§ Input rows
•••
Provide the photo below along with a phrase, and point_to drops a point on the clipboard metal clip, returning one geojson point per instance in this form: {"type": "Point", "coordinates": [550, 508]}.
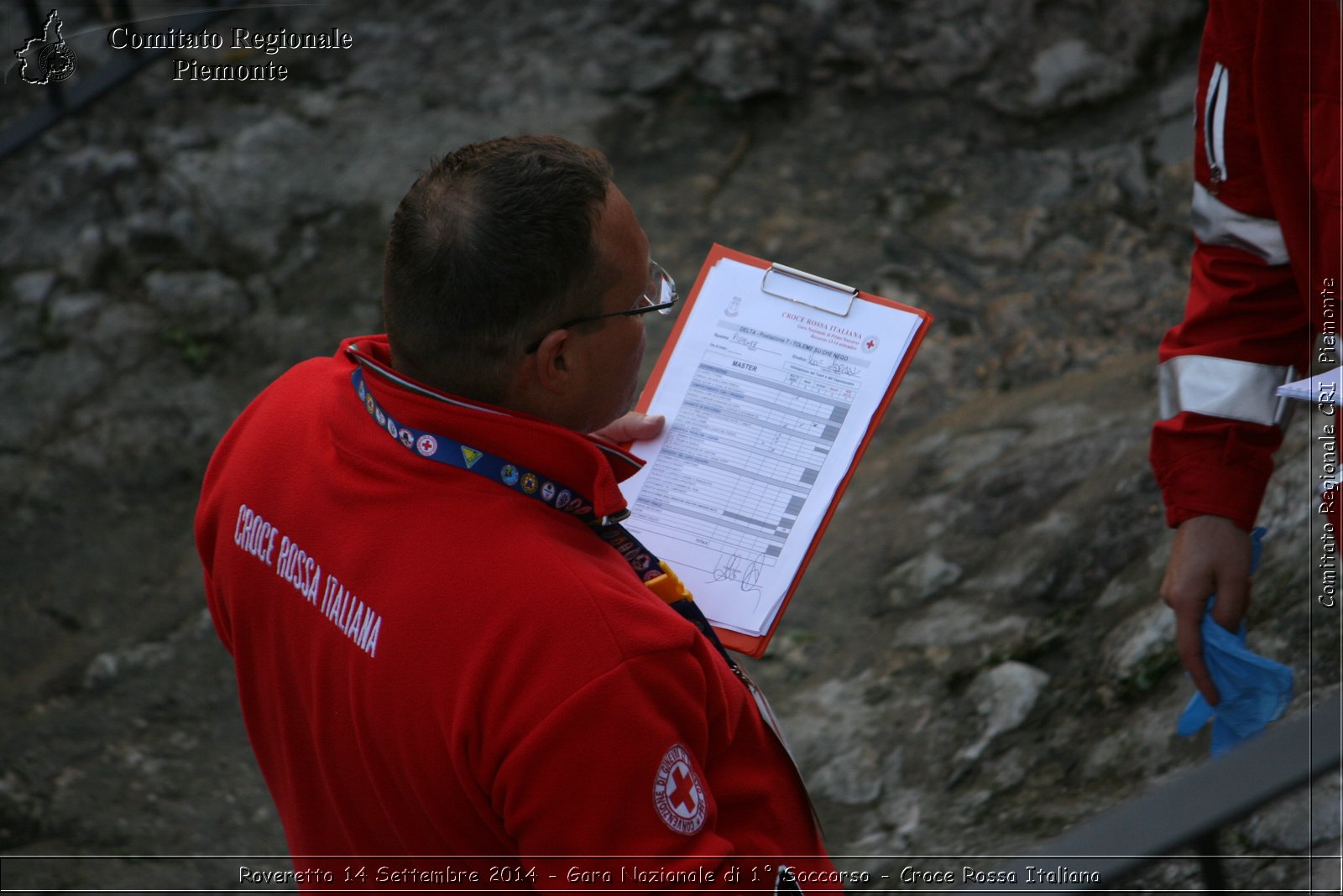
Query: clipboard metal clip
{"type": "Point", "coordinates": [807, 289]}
•••
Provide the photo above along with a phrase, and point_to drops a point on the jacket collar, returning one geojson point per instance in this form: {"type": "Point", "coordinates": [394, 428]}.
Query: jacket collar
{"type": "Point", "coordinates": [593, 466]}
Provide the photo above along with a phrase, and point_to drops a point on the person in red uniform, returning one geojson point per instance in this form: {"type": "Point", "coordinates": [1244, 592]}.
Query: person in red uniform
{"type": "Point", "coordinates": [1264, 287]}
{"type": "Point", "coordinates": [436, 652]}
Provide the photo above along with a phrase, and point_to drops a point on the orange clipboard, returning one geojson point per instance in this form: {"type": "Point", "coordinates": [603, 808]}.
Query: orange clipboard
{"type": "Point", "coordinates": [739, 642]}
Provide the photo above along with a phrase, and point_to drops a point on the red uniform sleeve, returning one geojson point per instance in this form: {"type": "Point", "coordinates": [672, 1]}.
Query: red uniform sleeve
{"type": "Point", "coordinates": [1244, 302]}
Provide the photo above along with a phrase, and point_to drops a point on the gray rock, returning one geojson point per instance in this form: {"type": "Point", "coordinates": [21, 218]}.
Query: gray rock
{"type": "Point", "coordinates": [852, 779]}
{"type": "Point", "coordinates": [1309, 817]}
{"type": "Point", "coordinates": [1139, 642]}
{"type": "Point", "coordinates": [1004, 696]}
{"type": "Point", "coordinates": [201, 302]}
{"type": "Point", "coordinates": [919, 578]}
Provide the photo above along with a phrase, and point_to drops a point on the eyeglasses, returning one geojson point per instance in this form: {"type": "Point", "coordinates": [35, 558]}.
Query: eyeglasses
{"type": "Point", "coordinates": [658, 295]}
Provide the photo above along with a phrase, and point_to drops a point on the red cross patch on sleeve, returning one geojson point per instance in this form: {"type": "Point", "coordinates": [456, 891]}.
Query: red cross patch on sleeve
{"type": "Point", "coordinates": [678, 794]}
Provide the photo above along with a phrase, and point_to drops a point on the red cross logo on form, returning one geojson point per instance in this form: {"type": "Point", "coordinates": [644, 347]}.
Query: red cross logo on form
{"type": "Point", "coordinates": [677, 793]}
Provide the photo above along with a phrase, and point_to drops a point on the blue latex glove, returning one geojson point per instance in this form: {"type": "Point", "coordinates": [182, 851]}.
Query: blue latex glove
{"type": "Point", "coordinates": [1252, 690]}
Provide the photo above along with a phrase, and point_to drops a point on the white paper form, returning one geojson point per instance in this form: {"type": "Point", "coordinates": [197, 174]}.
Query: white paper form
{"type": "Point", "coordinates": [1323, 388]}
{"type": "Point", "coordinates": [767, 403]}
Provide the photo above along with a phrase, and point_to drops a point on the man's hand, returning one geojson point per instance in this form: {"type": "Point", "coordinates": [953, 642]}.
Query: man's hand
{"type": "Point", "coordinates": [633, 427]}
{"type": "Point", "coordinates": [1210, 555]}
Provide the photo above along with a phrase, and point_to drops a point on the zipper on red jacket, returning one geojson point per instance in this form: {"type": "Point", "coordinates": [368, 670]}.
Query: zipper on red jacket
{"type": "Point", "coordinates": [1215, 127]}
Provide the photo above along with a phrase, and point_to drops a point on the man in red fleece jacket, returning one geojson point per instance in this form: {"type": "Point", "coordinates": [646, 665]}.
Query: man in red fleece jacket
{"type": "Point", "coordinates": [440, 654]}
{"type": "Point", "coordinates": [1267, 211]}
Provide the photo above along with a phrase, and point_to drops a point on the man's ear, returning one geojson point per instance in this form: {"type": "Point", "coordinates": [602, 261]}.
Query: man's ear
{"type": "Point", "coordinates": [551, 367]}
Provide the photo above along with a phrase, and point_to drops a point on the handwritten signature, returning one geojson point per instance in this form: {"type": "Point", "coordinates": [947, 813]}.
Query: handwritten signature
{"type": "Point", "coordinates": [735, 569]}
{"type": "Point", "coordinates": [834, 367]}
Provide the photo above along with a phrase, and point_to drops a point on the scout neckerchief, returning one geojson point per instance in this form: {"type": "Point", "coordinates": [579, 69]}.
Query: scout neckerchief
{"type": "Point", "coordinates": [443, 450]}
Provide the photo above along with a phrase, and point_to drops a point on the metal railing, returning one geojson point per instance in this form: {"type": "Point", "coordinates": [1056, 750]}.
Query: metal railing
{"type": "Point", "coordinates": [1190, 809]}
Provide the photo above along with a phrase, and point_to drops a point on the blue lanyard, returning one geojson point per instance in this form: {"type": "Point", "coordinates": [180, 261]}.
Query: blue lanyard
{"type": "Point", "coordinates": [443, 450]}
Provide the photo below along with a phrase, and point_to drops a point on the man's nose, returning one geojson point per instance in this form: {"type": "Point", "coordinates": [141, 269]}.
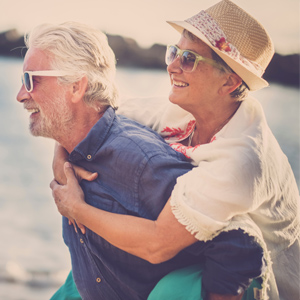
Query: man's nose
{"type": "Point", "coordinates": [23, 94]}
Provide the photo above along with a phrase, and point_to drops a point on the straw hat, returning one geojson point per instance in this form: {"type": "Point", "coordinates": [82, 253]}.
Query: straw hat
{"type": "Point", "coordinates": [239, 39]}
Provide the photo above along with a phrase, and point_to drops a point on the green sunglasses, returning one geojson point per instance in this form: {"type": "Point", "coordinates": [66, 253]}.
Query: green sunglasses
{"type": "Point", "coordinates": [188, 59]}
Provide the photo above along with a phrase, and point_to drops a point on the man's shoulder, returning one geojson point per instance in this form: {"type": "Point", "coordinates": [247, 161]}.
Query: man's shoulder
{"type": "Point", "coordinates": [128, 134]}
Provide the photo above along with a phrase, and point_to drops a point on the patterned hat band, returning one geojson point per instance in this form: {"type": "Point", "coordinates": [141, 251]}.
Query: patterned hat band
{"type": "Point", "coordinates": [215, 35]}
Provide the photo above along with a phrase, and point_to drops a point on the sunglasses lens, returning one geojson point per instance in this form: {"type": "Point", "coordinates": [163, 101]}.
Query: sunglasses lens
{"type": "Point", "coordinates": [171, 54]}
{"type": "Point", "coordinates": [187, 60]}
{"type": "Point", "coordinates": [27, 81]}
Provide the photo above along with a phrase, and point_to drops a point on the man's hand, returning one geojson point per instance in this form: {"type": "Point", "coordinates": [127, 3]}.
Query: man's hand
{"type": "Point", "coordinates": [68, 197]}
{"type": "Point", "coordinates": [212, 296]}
•••
§ Exercise directions
Reproduce word for word the part of the records that opens with the line containing "on the clipboard" and closes with the line containing "Query: clipboard metal clip", including both of those lines. Leave the picture out of your copy.

§ Complete response
Provide the photo below along with a phrase, and point_to drops a point on the clipboard metal clip, returning one geojson point per instance in this form: {"type": "Point", "coordinates": [550, 508]}.
Query: clipboard metal clip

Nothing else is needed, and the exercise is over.